With the pictures left out, retype exactly the lines below starting at the line that contains "Target: woman's left hand" and ending at the line that contains "Target: woman's bare shoulder".

-------- RAW DATA

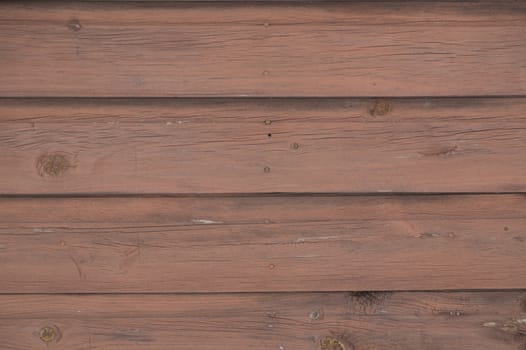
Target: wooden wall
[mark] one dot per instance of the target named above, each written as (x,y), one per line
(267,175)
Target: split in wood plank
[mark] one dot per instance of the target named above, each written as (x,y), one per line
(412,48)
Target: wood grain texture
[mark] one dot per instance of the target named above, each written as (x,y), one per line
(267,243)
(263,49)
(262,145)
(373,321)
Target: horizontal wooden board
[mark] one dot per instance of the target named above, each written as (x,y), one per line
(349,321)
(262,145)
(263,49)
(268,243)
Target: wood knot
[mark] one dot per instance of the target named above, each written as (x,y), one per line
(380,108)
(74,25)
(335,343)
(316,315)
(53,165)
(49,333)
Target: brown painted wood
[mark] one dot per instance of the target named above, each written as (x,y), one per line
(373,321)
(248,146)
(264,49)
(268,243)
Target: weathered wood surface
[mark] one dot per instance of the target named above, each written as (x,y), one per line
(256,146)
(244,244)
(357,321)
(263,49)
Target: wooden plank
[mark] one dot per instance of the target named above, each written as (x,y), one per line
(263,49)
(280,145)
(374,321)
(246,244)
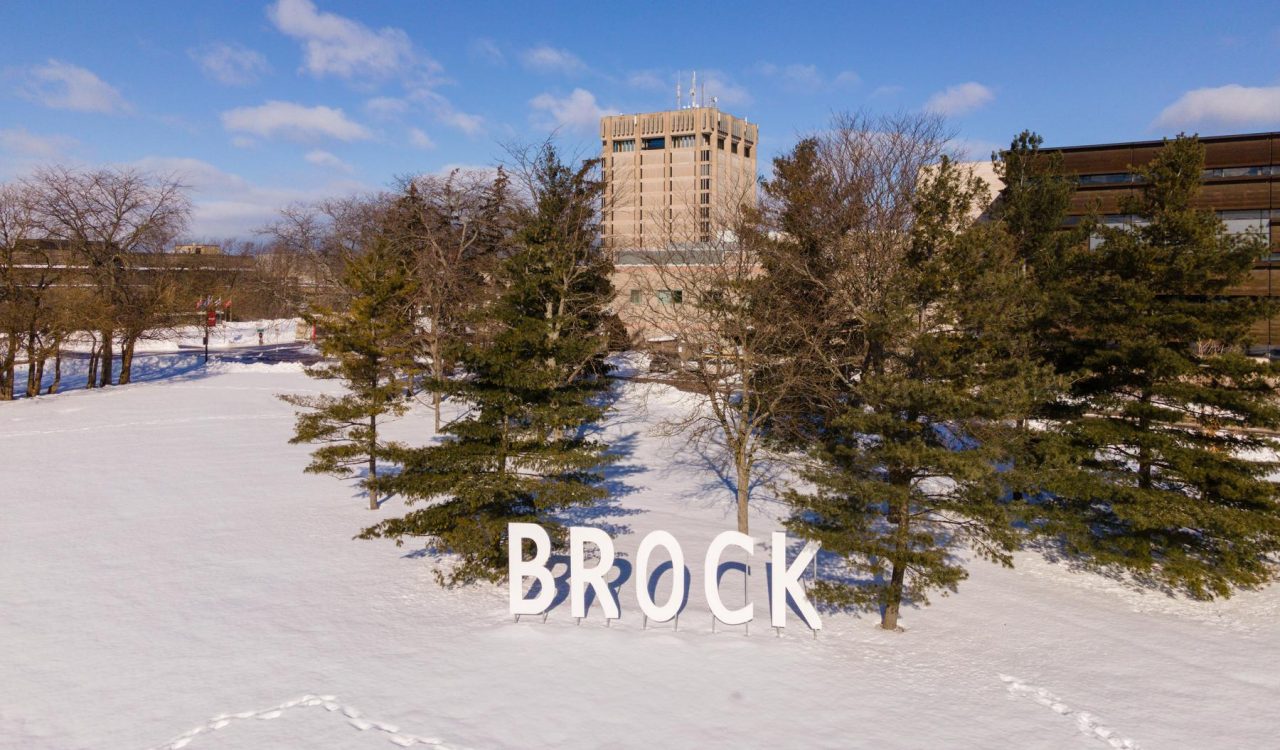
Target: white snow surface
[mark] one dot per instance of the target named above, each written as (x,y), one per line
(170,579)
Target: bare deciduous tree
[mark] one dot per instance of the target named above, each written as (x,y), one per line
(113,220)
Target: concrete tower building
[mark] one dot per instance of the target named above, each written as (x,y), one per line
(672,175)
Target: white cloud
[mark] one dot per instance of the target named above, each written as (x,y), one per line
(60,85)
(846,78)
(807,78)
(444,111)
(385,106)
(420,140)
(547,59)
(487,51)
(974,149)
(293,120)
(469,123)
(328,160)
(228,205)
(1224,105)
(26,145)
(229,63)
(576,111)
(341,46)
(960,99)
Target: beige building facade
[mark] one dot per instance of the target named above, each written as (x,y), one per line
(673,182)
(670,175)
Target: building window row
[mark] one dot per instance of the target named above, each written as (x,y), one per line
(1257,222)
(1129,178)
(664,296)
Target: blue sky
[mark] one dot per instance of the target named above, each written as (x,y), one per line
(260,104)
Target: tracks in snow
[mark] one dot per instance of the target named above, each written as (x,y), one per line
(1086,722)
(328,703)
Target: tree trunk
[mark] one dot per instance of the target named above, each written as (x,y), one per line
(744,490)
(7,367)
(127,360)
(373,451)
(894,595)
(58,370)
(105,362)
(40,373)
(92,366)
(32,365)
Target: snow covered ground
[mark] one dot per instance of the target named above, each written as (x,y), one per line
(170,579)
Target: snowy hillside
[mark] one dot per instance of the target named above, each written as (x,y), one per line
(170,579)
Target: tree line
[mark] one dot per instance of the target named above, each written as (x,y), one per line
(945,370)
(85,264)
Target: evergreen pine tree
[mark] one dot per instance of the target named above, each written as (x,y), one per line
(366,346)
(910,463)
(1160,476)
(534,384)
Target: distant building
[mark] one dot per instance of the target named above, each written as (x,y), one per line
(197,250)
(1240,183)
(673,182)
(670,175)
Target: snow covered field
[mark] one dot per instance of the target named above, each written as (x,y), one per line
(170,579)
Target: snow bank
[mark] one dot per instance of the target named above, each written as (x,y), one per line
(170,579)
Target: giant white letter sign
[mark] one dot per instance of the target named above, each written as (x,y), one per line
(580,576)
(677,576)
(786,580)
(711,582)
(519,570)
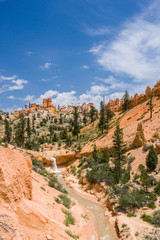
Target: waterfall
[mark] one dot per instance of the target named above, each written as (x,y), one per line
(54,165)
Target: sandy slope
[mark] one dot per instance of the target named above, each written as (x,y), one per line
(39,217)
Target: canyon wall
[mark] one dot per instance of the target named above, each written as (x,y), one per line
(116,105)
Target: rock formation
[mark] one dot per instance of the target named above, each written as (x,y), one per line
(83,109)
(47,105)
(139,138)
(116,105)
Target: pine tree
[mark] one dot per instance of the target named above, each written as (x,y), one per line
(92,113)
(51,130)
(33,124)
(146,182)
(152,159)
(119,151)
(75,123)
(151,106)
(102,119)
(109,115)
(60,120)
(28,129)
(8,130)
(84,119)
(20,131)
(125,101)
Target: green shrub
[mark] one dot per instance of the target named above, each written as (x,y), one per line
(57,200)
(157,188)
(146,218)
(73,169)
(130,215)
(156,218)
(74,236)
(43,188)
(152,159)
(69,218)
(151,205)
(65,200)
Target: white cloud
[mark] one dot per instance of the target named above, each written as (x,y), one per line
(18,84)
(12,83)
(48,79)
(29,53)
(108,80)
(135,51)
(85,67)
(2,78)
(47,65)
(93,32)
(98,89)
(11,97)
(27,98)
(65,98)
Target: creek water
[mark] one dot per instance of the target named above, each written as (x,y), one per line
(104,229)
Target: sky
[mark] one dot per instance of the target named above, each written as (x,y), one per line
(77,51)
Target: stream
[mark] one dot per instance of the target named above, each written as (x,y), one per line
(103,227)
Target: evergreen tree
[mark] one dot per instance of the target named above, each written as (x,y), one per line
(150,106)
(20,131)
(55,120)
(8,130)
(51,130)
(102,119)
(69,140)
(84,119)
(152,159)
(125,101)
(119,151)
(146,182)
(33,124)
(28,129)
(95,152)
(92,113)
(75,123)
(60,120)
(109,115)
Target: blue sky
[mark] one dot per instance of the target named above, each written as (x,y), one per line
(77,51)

----------------
-------- RAW DATA

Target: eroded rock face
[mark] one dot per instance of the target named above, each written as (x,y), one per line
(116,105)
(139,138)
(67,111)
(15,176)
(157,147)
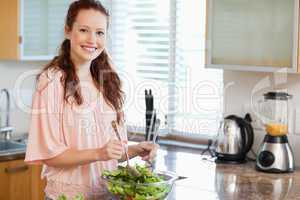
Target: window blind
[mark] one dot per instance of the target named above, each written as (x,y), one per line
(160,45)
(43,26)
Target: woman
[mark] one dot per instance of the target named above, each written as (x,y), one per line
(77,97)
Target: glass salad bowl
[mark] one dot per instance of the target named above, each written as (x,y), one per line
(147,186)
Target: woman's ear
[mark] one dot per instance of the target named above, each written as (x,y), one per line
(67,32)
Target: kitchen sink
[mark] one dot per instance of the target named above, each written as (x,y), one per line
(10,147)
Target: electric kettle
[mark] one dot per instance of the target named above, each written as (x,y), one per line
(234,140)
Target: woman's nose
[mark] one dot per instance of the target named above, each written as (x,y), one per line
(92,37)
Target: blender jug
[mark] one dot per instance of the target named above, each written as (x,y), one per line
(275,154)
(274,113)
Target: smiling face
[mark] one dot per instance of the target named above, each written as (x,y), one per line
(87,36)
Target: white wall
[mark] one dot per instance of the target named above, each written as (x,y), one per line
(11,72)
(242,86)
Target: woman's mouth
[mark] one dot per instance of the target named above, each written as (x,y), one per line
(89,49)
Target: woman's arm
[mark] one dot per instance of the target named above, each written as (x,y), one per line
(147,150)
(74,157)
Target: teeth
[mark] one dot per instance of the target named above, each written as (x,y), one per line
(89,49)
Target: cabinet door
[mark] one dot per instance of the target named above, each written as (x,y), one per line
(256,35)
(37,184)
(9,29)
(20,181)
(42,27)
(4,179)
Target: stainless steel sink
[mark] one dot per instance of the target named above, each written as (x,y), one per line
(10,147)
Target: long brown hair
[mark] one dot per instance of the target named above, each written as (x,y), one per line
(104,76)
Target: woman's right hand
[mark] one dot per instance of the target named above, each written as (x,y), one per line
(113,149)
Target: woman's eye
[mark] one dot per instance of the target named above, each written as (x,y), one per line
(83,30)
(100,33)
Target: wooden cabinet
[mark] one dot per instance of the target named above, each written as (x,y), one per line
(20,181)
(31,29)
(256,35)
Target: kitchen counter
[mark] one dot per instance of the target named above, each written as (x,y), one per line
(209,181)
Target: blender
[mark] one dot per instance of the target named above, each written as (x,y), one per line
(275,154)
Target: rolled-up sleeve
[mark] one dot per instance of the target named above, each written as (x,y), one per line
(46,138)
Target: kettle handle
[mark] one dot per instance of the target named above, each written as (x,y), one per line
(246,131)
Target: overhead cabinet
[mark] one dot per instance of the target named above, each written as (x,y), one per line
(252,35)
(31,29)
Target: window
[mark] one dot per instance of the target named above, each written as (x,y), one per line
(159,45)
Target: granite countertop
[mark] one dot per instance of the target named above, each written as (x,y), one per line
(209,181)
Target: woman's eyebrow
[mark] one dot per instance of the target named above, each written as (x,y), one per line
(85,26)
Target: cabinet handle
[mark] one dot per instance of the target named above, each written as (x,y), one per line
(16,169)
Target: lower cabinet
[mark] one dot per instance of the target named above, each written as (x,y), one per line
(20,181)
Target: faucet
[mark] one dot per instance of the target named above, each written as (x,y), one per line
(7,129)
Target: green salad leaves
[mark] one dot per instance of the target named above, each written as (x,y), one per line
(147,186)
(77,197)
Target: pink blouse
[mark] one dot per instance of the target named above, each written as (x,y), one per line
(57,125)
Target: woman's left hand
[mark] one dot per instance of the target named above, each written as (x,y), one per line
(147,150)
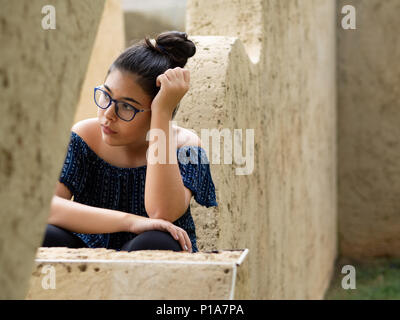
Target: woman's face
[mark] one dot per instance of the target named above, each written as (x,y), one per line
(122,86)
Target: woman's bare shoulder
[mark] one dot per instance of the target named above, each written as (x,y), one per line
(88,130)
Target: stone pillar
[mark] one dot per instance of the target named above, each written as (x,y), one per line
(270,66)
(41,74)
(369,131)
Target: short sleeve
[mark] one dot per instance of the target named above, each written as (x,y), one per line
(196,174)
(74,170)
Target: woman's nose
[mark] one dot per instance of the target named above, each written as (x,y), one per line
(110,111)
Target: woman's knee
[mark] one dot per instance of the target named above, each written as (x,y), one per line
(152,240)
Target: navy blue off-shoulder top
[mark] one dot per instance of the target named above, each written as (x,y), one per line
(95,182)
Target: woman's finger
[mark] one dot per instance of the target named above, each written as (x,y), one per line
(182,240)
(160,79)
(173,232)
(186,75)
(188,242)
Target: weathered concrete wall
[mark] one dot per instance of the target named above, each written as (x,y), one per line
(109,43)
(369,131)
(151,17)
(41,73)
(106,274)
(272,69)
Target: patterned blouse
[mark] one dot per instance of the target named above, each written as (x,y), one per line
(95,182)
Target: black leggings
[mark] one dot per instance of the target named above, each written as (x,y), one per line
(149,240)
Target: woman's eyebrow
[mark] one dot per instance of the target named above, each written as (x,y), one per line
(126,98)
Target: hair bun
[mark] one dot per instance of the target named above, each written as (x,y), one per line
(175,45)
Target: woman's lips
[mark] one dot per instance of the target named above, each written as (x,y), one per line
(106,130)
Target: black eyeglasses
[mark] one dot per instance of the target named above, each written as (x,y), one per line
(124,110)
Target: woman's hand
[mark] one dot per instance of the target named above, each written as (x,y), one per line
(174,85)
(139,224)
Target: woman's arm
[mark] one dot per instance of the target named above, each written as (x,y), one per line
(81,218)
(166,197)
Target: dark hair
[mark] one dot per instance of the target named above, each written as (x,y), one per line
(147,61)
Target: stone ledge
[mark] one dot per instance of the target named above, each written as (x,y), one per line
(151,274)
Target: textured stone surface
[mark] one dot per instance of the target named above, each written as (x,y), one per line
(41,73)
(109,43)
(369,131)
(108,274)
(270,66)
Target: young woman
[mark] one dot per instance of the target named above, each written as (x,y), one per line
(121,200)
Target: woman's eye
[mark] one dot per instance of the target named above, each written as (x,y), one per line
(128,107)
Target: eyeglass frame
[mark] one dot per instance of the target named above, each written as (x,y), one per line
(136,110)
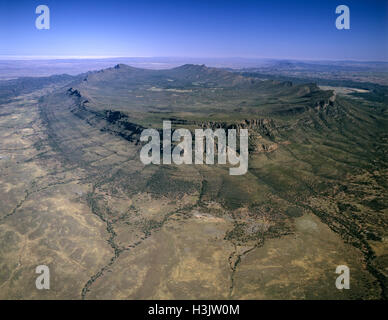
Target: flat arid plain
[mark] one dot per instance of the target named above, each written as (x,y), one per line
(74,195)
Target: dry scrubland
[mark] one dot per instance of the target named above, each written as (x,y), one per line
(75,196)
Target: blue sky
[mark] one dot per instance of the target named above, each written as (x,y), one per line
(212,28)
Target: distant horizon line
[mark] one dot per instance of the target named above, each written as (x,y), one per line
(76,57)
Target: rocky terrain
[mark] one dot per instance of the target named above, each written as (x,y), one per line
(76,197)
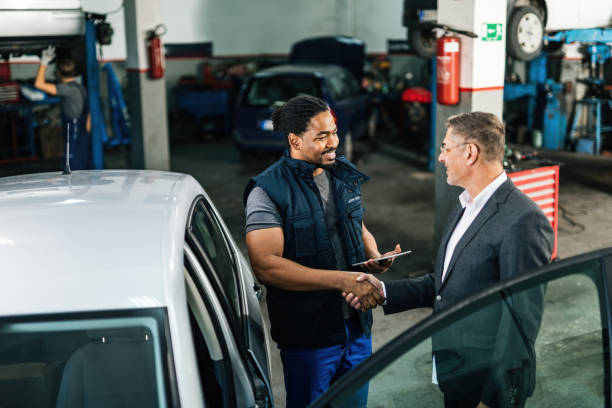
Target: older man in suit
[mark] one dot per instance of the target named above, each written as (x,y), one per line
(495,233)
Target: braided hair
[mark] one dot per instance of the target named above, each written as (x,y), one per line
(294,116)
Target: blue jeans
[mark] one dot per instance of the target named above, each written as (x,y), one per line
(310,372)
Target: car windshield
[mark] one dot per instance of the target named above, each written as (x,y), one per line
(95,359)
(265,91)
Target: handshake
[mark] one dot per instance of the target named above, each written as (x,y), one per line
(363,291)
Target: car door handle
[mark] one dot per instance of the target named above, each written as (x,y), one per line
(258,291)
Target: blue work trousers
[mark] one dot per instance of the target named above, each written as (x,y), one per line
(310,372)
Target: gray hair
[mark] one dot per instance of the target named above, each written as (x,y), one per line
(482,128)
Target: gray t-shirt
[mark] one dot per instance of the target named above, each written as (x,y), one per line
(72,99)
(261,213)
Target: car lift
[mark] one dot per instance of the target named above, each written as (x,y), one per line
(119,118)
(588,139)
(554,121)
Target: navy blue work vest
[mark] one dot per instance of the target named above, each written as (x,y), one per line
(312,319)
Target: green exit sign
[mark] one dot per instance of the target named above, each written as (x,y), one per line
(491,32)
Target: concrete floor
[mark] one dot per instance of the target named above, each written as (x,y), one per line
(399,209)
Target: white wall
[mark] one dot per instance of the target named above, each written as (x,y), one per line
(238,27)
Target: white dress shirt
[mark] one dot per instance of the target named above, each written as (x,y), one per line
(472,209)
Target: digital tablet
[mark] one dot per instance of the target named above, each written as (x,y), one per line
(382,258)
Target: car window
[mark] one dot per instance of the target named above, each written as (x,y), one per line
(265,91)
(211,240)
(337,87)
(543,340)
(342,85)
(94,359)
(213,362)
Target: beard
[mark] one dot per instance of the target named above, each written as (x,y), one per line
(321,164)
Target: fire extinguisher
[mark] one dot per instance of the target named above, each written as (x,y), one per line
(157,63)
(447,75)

----------------
-------- RAW DATA

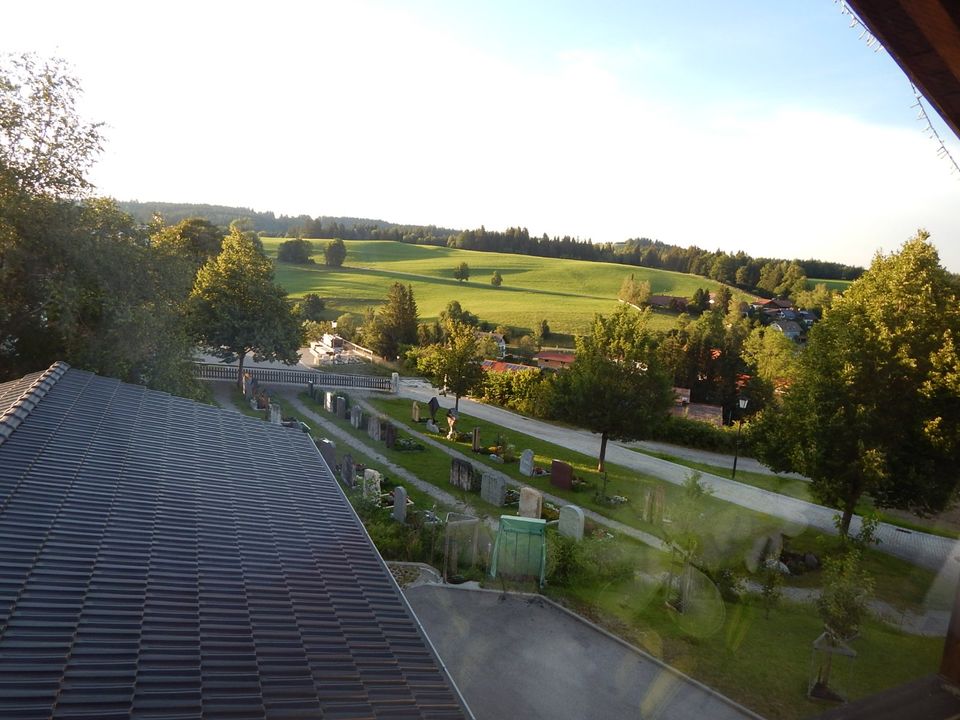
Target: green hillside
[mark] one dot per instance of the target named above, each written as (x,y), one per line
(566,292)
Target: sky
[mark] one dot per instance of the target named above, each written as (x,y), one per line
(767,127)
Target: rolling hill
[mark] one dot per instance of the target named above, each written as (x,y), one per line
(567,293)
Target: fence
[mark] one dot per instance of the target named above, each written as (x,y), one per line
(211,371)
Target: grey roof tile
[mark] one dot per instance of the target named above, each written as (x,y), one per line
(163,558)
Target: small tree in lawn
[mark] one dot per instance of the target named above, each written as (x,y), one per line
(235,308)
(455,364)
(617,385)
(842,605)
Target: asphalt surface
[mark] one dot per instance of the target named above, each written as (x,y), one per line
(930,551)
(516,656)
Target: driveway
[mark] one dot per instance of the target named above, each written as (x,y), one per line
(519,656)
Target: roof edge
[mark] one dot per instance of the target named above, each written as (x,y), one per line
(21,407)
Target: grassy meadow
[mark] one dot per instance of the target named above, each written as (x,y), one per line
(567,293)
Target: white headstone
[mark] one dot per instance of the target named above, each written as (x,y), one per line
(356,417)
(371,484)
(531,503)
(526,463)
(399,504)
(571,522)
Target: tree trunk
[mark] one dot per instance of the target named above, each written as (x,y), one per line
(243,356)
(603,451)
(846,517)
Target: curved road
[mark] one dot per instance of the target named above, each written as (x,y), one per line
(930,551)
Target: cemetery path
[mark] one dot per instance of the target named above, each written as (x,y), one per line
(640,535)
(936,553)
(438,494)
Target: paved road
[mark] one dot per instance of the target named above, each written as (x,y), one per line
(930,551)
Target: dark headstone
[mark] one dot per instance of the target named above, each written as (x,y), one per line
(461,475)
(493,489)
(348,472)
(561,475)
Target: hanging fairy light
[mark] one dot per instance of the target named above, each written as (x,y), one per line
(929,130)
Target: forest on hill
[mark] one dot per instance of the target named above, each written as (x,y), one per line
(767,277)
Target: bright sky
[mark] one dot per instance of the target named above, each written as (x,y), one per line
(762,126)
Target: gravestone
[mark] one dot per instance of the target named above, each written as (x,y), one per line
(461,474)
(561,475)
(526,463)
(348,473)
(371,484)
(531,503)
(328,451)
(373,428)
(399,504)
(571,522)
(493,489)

----------------

# YOUR SOLUTION
Target: woman's left hand
[mark] one dot per instance of the target named above, each written as (x,y), one per line
(147,150)
Target: woman's face
[mark] one dot per instance of the target named above, each written as (x,y), one per line
(122,86)
Target: woman's bare shoulder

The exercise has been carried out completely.